→ WORK TASK:
When a line of the records contains "head", copy it.

Items listed in a dataset
╔══

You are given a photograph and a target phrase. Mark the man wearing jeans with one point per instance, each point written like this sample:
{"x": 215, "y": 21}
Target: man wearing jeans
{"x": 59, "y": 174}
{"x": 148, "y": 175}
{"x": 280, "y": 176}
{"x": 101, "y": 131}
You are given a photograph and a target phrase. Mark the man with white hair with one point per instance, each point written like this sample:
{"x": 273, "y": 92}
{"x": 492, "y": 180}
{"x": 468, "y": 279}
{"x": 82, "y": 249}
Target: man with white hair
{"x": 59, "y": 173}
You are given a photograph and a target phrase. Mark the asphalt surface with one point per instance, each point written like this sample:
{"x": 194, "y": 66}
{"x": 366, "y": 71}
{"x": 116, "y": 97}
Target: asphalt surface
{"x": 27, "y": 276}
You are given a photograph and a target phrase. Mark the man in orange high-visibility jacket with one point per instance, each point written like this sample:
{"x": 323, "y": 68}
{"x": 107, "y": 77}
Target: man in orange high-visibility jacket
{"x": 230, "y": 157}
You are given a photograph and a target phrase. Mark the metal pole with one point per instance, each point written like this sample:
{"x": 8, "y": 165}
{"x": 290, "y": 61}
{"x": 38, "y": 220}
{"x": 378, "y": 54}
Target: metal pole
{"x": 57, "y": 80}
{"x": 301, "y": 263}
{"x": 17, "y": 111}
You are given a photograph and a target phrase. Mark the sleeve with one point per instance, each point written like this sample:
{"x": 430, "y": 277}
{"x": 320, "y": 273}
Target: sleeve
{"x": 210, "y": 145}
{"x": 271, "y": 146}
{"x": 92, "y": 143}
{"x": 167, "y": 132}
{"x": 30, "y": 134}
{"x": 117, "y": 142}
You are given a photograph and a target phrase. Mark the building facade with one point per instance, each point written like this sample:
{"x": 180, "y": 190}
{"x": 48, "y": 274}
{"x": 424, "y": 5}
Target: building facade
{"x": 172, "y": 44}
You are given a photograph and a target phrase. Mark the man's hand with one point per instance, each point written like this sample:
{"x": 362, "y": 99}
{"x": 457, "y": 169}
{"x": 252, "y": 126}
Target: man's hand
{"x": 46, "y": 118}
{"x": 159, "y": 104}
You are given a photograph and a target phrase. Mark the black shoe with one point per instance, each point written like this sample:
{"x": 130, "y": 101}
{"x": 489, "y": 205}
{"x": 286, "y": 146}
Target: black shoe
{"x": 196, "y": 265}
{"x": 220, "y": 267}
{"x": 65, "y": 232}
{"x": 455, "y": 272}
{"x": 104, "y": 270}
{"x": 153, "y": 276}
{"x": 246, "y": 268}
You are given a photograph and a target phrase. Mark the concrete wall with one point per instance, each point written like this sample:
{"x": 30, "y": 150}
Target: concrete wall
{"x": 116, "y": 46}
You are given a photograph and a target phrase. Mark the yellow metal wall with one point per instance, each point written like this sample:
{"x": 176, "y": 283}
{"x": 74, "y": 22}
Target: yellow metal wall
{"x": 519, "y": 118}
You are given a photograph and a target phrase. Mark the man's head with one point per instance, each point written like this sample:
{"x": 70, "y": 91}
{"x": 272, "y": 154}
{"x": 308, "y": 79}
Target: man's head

╚══

→ EXERCISE OUTPUT:
You are given a photograph and a target phrase. Mark the man's head with one point per instance, each point written like this sample:
Target: man's head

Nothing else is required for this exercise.